* Directive
Copy out every one of the entries below word for word, changing nothing.

* Data entries
● ● ● ● ● ● ●
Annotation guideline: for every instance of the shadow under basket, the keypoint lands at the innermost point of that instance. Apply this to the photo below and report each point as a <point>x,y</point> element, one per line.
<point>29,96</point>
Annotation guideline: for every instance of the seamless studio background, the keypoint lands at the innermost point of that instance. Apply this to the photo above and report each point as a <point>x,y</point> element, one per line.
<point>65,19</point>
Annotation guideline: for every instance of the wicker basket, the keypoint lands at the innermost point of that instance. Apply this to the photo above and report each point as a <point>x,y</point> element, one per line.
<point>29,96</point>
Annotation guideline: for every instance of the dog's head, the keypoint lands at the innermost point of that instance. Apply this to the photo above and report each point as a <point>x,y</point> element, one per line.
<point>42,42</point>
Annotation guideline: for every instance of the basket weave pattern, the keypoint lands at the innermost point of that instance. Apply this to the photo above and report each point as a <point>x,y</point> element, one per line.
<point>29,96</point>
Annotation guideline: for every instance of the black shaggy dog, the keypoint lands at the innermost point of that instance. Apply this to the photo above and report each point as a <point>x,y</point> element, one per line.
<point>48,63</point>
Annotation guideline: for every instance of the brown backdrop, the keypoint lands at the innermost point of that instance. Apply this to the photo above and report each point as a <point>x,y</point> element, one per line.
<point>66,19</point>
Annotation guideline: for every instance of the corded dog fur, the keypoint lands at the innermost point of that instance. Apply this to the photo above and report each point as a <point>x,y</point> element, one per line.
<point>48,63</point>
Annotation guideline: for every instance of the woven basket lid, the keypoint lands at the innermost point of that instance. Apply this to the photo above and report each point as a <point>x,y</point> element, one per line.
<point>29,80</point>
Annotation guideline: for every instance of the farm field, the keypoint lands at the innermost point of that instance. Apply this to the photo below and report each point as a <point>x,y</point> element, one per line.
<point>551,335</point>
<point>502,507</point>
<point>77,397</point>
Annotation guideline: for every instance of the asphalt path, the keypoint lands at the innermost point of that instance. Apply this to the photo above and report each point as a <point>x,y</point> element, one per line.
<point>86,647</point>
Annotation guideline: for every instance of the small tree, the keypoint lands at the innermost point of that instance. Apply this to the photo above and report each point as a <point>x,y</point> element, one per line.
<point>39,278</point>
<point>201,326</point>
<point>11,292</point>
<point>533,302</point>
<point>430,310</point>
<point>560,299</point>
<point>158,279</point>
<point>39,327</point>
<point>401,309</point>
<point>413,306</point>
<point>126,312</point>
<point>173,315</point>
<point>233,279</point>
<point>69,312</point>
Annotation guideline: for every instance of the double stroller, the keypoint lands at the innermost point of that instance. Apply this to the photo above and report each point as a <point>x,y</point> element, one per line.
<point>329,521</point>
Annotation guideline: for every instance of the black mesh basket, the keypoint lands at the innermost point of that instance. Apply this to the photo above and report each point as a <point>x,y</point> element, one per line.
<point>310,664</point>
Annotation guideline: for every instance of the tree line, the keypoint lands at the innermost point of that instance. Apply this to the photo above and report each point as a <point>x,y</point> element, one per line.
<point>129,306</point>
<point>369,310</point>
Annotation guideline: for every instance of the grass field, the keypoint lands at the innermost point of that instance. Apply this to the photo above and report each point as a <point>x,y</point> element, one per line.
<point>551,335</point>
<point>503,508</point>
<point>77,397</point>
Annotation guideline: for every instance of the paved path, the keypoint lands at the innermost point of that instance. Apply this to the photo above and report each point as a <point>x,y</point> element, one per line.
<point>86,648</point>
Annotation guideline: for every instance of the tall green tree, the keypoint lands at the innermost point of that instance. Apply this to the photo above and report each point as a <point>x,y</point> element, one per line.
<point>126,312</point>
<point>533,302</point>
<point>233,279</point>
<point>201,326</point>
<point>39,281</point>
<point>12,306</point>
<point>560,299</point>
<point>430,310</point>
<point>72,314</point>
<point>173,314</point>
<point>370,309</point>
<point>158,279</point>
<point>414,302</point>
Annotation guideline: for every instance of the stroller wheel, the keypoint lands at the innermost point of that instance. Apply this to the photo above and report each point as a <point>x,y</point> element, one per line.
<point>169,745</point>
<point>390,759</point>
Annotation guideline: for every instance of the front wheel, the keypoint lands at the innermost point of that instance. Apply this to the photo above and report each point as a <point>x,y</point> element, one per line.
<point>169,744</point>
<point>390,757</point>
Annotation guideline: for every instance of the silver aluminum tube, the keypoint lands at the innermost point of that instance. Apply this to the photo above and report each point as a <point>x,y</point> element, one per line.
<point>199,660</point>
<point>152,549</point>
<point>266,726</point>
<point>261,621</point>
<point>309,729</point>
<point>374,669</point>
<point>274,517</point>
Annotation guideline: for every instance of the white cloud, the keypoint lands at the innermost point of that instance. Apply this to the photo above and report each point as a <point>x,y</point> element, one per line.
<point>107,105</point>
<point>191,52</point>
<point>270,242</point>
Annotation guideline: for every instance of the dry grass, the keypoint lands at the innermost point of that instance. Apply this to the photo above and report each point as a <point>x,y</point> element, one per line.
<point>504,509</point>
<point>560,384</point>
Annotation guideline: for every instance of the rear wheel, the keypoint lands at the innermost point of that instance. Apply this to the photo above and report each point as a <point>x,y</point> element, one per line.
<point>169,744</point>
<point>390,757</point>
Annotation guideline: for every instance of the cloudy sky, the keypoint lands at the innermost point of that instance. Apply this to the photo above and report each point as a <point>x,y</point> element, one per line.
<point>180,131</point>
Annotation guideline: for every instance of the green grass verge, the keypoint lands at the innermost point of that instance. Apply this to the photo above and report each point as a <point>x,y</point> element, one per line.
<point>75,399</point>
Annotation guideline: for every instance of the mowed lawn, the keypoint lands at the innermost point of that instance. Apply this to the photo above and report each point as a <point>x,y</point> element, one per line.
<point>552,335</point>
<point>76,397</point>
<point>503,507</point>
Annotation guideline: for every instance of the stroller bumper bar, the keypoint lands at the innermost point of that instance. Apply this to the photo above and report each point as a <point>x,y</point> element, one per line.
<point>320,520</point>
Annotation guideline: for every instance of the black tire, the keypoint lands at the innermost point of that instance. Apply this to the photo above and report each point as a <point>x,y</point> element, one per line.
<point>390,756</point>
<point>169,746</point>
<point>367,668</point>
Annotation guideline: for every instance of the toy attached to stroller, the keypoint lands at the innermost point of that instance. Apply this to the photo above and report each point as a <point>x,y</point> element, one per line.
● ● ● ● ● ● ●
* Output of the task
Annotation guideline: for every instance of the shadow under basket, the keypoint lands at the innermost point of that instance. Apply this to the photo below and report each point as a <point>x,y</point> element, one per line.
<point>29,96</point>
Annotation guideline: for every instance of the seamless studio background, the keypoint lands at the innermost point of that instance. Apply this to the photo above and report each point as a <point>x,y</point> element, one per line.
<point>65,19</point>
Annotation guideline: for every instance of the wicker basket, the keypoint lands at the innermost point of that instance. Apply this to the photo above and report each point as a <point>x,y</point> element, one per line.
<point>29,96</point>
Annotation guideline: for every instance of the dog's head, the keypoint lands at the innermost point of that instance. Apply this to the photo above and report each point as a <point>x,y</point> element, one per line.
<point>42,42</point>
Annotation guideline: for every instance of the basket weave pattern, the keypoint lands at the innermost point of that instance. Apply this to the photo above and report each point as a <point>x,y</point> element, one per line.
<point>29,96</point>
Annotation guideline: for every instance of the black shaggy dog, the keypoint lands at the innermost point of that instance. Apply this to the photo above and report each point as a <point>x,y</point> element, one per line.
<point>48,63</point>
Annotation guideline: for every instance of the brown backdrop, the keypoint lands at the innermost point of that instance. Apply this to the photo above and report each point as a <point>x,y</point> element, one per line.
<point>66,19</point>
Annotation guideline: for every instance of the corded dog fur, the keypoint lands at the innermost point of that instance. Apply this to the photo above and report each point as a <point>x,y</point> element, one per line.
<point>48,63</point>
Annotation guideline: for every instance of the woven basket lid, the keypoint lands at the innermost point of that instance. Apply this to the photo above and report each point as a <point>x,y</point> element, one per line.
<point>29,80</point>
Annotation guideline: for every instance of the farm field, the keypoint lands at the innermost point of that instance. Apply this to the photo below and report each point as a <point>x,y</point> element, one per line.
<point>551,335</point>
<point>502,507</point>
<point>77,397</point>
Annotation guideline: for every instance of the asphalt path, the keypoint lands at the innermost point of that instance. Apply this to the photo above and report each point as a <point>x,y</point> element, one per line.
<point>86,647</point>
Annotation guideline: for every instance of the small tree, the keypoint lands at the innermost point of that instance. Apply this to the photo above and report each point as a <point>x,y</point> element, one per line.
<point>39,278</point>
<point>201,326</point>
<point>11,292</point>
<point>533,302</point>
<point>430,310</point>
<point>560,299</point>
<point>158,279</point>
<point>39,327</point>
<point>401,309</point>
<point>413,306</point>
<point>126,312</point>
<point>173,315</point>
<point>233,279</point>
<point>69,312</point>
Annotation guideline: for every instance of the double stroller, the keypoint lands at the innermost point of that instance. Apply this to the photo above and report each point as a <point>x,y</point> element, one per line.
<point>329,521</point>
Annotation guideline: for every instance of the black mesh basket, the keypoint lands at the innermost point of that instance. Apply this to the photo above and report each point as a <point>x,y</point> element, one per line.
<point>310,664</point>
Annotation guideline: for every instance of the tree line, the keypoint lands at the innermost point of that instance. Apply this to the photo above and report each point as a <point>x,y</point> element, one per line.
<point>129,306</point>
<point>369,310</point>
Annotation guideline: for every instance of the grass field, the keypoint lands at the innermost point of that instance. Apply this to the photo above and report each point as a <point>x,y</point> element, one per line.
<point>551,335</point>
<point>503,508</point>
<point>77,397</point>
Annotation guideline: for every instance of the paved path, the keypoint lands at the innermost point of that instance. Apply this to the photo above and report each point as a <point>x,y</point> element, one per line.
<point>86,648</point>
Annotation guideline: for every instance of the tall green tree, the keypoint lands at the innermost point of that instance. Apply this to the photo above and report each point as a <point>x,y</point> element, one per line.
<point>126,312</point>
<point>533,302</point>
<point>233,279</point>
<point>201,326</point>
<point>39,281</point>
<point>12,306</point>
<point>560,299</point>
<point>430,310</point>
<point>72,314</point>
<point>173,314</point>
<point>370,309</point>
<point>158,279</point>
<point>414,302</point>
Annotation guideline: for every instance of the stroller wheel, the keypoint lands at the innermost point of that instance. Apply this to the photo above and report each point as a <point>x,y</point> element, one per line.
<point>169,745</point>
<point>390,759</point>
Annotation guideline: for every instance of the front wheel, the keypoint lands at the innermost point of that instance. Apply this to the photo above and report each point as a <point>x,y</point> element, one per line.
<point>169,744</point>
<point>390,757</point>
Annotation guideline: for every instance of the silver aluminum tube, the keypoint lands at the innermost point of that instance. Apply this to the photo above and report each point as a <point>x,y</point> element, one per line.
<point>199,660</point>
<point>152,549</point>
<point>266,726</point>
<point>261,621</point>
<point>309,729</point>
<point>374,669</point>
<point>274,517</point>
Annotation guideline: for every instance of the white cloud, the keypoint lands at the innermost point of that instance. Apply this to the photo above and report each point as a <point>x,y</point> element, one per line.
<point>107,105</point>
<point>191,52</point>
<point>270,242</point>
Annotation guideline: for every instance of the dry grass, the keypoint lands at the innermost point of that instance. Apply this to the photo above and report each point as a <point>x,y</point> element, one per line.
<point>504,509</point>
<point>560,384</point>
Annotation guideline: for every instance of the rear wheel, the keypoint lands at the innermost point of that instance. Apply this to the photo above and report each point as a <point>x,y</point> element, one per line.
<point>169,744</point>
<point>390,757</point>
Annotation guideline: for every instance of the cloudy sky, the keypoint lands at the innermost point of that instance. Apply this to the photo above and report each point as a <point>x,y</point> element, one per line.
<point>180,131</point>
Annotation guideline: for every instance of the green grass verge, the keypoint lands at the innermost point of that instance. Apply this to the photo above and report each point as a <point>x,y</point> element, one per line.
<point>75,399</point>
Annotation guideline: for every instance of the mowed lawn, the keypoint lands at the innermost point of that instance. Apply this to the photo above and report each point as a <point>x,y</point> element, one per line.
<point>552,335</point>
<point>76,397</point>
<point>503,507</point>
Annotation guideline: for every instance of the stroller bumper bar, the keypoint lands at the innermost point of that instance. Apply this to the photo above and report each point as a <point>x,y</point> element, one per line.
<point>320,520</point>
Annotation guideline: for every instance of the black tire, the keypoint lands at the innermost point of that instance. Apply this to the photo above and report each point as a <point>x,y</point> element, one per line.
<point>390,756</point>
<point>169,746</point>
<point>367,668</point>
Annotation guideline: for every instance of the toy attached to stroller, the keypoint lands at the innermost point of that instance. Apply this to the photo above and report each point as a <point>x,y</point> element, one per line.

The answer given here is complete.